■ Work request
Your answer should be the lines from the one containing "Target: pink bracelet" through the final line below, copied exactly.

(Region pointing data)

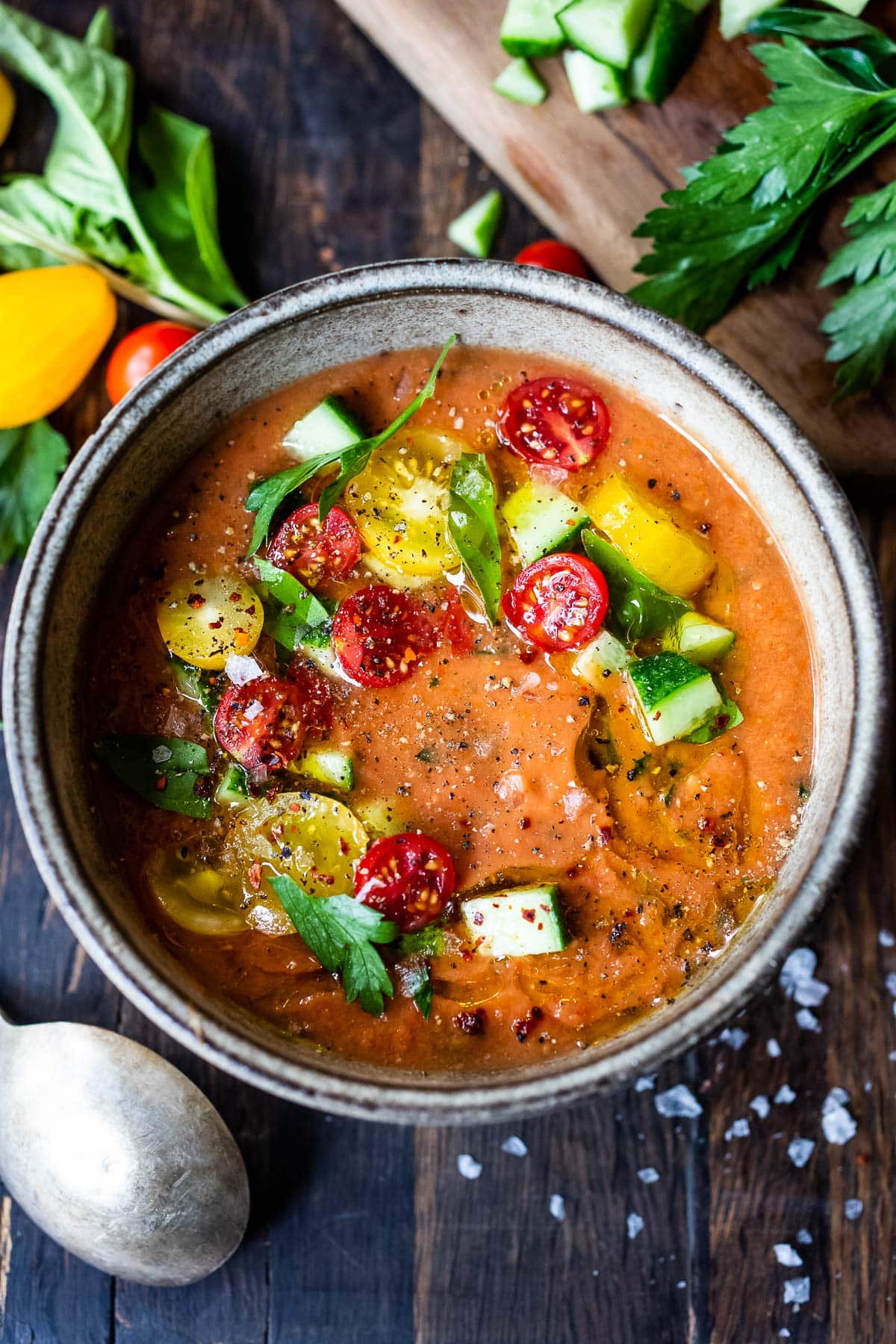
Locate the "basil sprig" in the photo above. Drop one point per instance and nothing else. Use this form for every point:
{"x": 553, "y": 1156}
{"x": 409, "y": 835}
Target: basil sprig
{"x": 265, "y": 499}
{"x": 163, "y": 771}
{"x": 341, "y": 933}
{"x": 473, "y": 527}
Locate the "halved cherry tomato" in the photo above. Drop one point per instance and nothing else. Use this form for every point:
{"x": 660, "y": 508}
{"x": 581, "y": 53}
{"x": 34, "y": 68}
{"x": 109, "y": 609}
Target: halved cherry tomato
{"x": 553, "y": 255}
{"x": 312, "y": 550}
{"x": 408, "y": 878}
{"x": 314, "y": 692}
{"x": 558, "y": 603}
{"x": 379, "y": 635}
{"x": 261, "y": 722}
{"x": 555, "y": 421}
{"x": 139, "y": 352}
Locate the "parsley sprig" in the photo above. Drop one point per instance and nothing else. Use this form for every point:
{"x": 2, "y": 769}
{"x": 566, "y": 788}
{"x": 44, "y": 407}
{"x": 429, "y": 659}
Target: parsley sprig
{"x": 742, "y": 214}
{"x": 341, "y": 933}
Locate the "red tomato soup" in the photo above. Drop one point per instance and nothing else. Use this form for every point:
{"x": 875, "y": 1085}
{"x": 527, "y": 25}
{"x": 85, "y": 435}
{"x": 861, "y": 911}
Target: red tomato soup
{"x": 484, "y": 765}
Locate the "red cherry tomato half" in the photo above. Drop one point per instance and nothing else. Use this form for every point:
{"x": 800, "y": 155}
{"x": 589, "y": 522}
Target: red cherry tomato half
{"x": 558, "y": 603}
{"x": 555, "y": 423}
{"x": 553, "y": 255}
{"x": 261, "y": 722}
{"x": 379, "y": 635}
{"x": 408, "y": 878}
{"x": 139, "y": 352}
{"x": 312, "y": 550}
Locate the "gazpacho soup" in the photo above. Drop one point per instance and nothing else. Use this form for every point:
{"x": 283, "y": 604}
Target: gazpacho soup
{"x": 437, "y": 710}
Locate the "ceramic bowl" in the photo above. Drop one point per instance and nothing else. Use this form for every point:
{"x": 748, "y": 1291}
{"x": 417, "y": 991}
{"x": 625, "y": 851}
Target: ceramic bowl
{"x": 323, "y": 323}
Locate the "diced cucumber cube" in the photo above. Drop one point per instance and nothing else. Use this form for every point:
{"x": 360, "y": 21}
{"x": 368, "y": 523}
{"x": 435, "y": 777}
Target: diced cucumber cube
{"x": 675, "y": 695}
{"x": 608, "y": 30}
{"x": 521, "y": 84}
{"x": 529, "y": 27}
{"x": 699, "y": 638}
{"x": 516, "y": 924}
{"x": 541, "y": 519}
{"x": 605, "y": 653}
{"x": 595, "y": 85}
{"x": 327, "y": 428}
{"x": 665, "y": 53}
{"x": 474, "y": 230}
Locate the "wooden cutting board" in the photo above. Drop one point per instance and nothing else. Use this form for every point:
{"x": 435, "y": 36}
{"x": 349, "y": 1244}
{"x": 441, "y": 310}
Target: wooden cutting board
{"x": 593, "y": 179}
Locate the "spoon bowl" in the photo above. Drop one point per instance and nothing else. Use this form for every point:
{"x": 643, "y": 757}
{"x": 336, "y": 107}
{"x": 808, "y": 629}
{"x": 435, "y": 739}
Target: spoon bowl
{"x": 116, "y": 1155}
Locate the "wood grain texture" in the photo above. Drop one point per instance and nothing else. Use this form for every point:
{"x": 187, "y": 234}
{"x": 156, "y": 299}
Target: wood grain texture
{"x": 370, "y": 1236}
{"x": 591, "y": 179}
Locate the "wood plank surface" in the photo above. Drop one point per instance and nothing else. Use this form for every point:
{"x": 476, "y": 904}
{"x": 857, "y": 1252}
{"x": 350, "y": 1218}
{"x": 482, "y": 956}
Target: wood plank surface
{"x": 370, "y": 1236}
{"x": 591, "y": 179}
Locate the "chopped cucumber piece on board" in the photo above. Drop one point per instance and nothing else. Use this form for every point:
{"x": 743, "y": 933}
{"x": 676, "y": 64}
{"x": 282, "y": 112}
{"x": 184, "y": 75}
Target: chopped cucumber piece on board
{"x": 529, "y": 27}
{"x": 327, "y": 428}
{"x": 541, "y": 520}
{"x": 595, "y": 85}
{"x": 516, "y": 924}
{"x": 675, "y": 697}
{"x": 665, "y": 53}
{"x": 608, "y": 30}
{"x": 603, "y": 655}
{"x": 521, "y": 84}
{"x": 699, "y": 638}
{"x": 474, "y": 230}
{"x": 326, "y": 765}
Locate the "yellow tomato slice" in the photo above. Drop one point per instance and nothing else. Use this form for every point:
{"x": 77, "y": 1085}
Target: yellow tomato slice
{"x": 206, "y": 620}
{"x": 401, "y": 503}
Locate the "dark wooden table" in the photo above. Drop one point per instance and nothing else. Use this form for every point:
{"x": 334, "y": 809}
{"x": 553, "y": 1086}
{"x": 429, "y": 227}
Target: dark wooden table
{"x": 370, "y": 1234}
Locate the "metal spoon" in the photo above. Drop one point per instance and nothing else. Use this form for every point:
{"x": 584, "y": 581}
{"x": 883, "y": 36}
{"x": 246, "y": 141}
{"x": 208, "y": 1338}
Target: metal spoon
{"x": 116, "y": 1155}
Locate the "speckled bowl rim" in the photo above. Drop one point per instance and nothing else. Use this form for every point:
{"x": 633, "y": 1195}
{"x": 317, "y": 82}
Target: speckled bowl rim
{"x": 422, "y": 1100}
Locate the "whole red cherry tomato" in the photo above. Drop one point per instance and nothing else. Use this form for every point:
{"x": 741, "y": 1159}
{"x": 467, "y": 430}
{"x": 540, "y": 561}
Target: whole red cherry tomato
{"x": 408, "y": 878}
{"x": 139, "y": 352}
{"x": 555, "y": 421}
{"x": 553, "y": 255}
{"x": 558, "y": 603}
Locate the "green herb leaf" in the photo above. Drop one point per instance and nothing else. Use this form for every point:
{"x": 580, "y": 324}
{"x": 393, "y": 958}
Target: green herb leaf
{"x": 161, "y": 771}
{"x": 862, "y": 323}
{"x": 743, "y": 213}
{"x": 265, "y": 499}
{"x": 638, "y": 608}
{"x": 31, "y": 461}
{"x": 340, "y": 932}
{"x": 474, "y": 530}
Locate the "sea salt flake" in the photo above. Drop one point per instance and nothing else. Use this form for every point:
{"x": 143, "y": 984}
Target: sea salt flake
{"x": 800, "y": 1151}
{"x": 677, "y": 1102}
{"x": 797, "y": 1289}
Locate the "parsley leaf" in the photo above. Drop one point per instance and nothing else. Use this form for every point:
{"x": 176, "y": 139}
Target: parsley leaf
{"x": 862, "y": 323}
{"x": 265, "y": 499}
{"x": 163, "y": 771}
{"x": 31, "y": 460}
{"x": 341, "y": 933}
{"x": 743, "y": 213}
{"x": 473, "y": 526}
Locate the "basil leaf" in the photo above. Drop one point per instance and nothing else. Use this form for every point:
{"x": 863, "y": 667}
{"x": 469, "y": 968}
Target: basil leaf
{"x": 340, "y": 932}
{"x": 180, "y": 208}
{"x": 31, "y": 460}
{"x": 265, "y": 499}
{"x": 161, "y": 771}
{"x": 638, "y": 608}
{"x": 473, "y": 527}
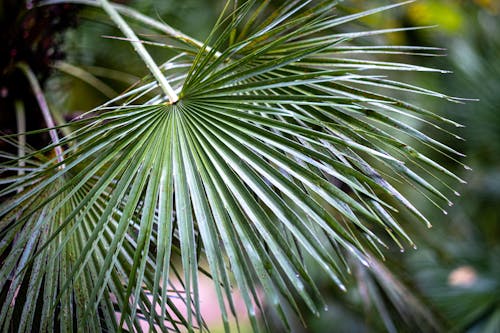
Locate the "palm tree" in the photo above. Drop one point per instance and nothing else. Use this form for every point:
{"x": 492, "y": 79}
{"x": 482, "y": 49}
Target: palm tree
{"x": 273, "y": 149}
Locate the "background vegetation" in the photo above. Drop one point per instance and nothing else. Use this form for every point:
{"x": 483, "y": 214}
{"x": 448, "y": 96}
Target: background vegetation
{"x": 452, "y": 281}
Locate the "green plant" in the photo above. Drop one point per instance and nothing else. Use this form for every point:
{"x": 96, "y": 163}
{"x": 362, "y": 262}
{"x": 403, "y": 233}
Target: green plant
{"x": 272, "y": 148}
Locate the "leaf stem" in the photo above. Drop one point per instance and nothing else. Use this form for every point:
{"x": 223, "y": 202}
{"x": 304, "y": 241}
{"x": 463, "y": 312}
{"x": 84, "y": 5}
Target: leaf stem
{"x": 141, "y": 50}
{"x": 42, "y": 103}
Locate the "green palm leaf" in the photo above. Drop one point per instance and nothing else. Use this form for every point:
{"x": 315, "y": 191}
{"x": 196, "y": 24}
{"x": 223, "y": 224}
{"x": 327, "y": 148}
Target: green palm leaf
{"x": 281, "y": 154}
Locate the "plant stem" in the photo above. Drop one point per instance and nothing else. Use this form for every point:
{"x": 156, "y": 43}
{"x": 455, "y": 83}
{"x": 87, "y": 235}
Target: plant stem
{"x": 42, "y": 103}
{"x": 133, "y": 14}
{"x": 141, "y": 50}
{"x": 21, "y": 146}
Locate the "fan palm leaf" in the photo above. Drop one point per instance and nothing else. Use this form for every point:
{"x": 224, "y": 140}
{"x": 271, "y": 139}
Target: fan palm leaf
{"x": 281, "y": 151}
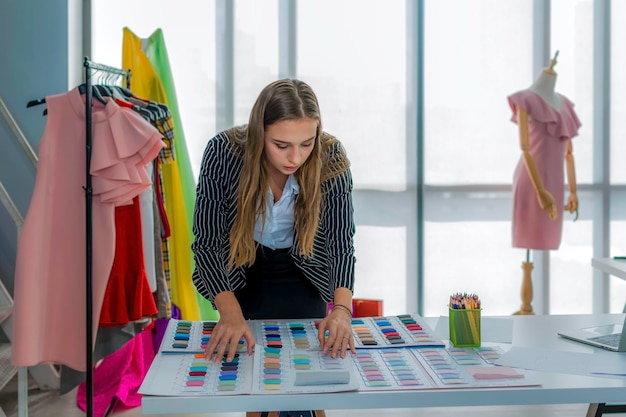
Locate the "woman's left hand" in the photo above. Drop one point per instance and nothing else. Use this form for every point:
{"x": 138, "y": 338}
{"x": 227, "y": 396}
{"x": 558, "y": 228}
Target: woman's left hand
{"x": 339, "y": 326}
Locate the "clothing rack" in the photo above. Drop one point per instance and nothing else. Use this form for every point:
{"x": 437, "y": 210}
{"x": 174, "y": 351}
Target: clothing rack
{"x": 109, "y": 76}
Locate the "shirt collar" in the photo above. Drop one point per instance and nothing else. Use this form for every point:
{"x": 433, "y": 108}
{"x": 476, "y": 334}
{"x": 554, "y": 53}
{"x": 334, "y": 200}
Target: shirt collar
{"x": 291, "y": 186}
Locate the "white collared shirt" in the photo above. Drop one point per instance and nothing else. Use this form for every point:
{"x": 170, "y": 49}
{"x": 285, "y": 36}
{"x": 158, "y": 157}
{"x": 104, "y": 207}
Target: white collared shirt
{"x": 278, "y": 232}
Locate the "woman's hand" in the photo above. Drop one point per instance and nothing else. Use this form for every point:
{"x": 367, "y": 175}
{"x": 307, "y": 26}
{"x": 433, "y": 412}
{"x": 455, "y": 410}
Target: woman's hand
{"x": 547, "y": 203}
{"x": 338, "y": 323}
{"x": 572, "y": 205}
{"x": 226, "y": 335}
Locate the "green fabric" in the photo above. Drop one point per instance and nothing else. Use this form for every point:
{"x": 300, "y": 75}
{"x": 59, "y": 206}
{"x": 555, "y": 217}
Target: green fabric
{"x": 155, "y": 49}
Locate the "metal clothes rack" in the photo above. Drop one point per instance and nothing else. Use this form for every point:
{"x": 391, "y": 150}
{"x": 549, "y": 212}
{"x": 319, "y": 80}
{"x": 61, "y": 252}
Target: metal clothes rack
{"x": 106, "y": 75}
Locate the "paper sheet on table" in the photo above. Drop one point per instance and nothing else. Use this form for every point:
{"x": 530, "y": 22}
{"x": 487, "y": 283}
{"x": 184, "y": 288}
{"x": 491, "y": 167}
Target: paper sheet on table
{"x": 492, "y": 329}
{"x": 548, "y": 360}
{"x": 609, "y": 363}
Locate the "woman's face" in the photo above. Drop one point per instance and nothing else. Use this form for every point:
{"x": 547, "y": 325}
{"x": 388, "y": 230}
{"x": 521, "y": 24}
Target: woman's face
{"x": 288, "y": 144}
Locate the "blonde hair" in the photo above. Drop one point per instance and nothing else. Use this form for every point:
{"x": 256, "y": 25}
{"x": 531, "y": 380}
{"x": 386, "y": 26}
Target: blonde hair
{"x": 281, "y": 100}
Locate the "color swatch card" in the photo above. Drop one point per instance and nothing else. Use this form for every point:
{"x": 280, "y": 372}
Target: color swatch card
{"x": 184, "y": 337}
{"x": 390, "y": 369}
{"x": 394, "y": 331}
{"x": 284, "y": 371}
{"x": 292, "y": 334}
{"x": 192, "y": 374}
{"x": 467, "y": 368}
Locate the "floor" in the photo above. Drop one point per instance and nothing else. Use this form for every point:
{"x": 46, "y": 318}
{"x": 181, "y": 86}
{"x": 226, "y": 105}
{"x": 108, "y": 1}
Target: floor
{"x": 51, "y": 404}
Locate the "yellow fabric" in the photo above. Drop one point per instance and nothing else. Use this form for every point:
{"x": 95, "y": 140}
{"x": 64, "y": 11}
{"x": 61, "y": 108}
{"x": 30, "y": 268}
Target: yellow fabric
{"x": 146, "y": 84}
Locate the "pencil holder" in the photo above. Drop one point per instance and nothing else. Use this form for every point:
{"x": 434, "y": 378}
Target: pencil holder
{"x": 464, "y": 327}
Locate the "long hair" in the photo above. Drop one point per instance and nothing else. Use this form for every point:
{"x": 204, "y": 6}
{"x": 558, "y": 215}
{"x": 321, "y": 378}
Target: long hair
{"x": 281, "y": 100}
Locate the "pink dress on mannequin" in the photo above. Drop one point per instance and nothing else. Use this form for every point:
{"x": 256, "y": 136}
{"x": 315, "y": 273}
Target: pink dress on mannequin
{"x": 549, "y": 129}
{"x": 50, "y": 291}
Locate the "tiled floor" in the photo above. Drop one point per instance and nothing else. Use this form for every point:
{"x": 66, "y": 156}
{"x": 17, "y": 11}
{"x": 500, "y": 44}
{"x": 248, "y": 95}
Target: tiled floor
{"x": 51, "y": 404}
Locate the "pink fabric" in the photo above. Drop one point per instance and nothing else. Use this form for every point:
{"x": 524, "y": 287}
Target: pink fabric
{"x": 50, "y": 288}
{"x": 549, "y": 130}
{"x": 119, "y": 376}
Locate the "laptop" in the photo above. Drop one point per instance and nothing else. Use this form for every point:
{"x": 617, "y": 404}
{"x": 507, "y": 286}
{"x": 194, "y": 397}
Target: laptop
{"x": 610, "y": 337}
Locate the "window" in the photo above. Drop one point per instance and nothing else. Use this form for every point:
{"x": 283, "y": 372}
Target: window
{"x": 475, "y": 54}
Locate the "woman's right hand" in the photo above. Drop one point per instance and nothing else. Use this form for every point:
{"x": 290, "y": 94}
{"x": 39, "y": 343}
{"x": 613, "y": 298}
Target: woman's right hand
{"x": 547, "y": 203}
{"x": 227, "y": 333}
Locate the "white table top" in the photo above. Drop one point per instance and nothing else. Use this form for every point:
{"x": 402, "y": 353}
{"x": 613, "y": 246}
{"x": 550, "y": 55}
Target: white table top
{"x": 535, "y": 331}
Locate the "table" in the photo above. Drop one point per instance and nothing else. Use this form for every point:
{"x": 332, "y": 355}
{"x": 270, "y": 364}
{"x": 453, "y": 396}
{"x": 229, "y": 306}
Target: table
{"x": 535, "y": 331}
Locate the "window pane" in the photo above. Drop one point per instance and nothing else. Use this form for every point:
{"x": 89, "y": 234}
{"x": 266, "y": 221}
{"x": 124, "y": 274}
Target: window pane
{"x": 618, "y": 84}
{"x": 378, "y": 248}
{"x": 572, "y": 36}
{"x": 476, "y": 54}
{"x": 474, "y": 257}
{"x": 359, "y": 75}
{"x": 618, "y": 248}
{"x": 256, "y": 52}
{"x": 571, "y": 275}
{"x": 189, "y": 33}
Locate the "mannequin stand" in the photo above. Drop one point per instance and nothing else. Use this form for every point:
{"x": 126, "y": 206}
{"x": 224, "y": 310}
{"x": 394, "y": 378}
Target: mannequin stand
{"x": 527, "y": 289}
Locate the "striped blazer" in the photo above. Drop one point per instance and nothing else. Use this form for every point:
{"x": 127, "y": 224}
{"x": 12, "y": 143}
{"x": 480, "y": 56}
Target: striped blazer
{"x": 332, "y": 263}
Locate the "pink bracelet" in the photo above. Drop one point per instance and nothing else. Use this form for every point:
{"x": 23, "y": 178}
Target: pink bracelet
{"x": 343, "y": 308}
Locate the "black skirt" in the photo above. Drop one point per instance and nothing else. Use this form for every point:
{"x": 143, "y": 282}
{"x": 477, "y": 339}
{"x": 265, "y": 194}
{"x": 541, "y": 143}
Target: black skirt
{"x": 276, "y": 289}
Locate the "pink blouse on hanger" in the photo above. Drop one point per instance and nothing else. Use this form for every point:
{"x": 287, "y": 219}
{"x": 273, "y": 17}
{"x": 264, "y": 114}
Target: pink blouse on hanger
{"x": 50, "y": 275}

■ The answer
Target: pink bracelet
{"x": 343, "y": 308}
Locate the "black skirt" in the photo above. Drop one point per instance and nothing else. Use this form for every point:
{"x": 143, "y": 282}
{"x": 477, "y": 339}
{"x": 265, "y": 194}
{"x": 541, "y": 143}
Target: black skirt
{"x": 276, "y": 289}
Locate the "pink blouse on hanger" in the photo above. Drop one point per instance and nothing else. Use this form for every point:
{"x": 287, "y": 219}
{"x": 273, "y": 17}
{"x": 264, "y": 114}
Target: pink blouse on hanger
{"x": 50, "y": 275}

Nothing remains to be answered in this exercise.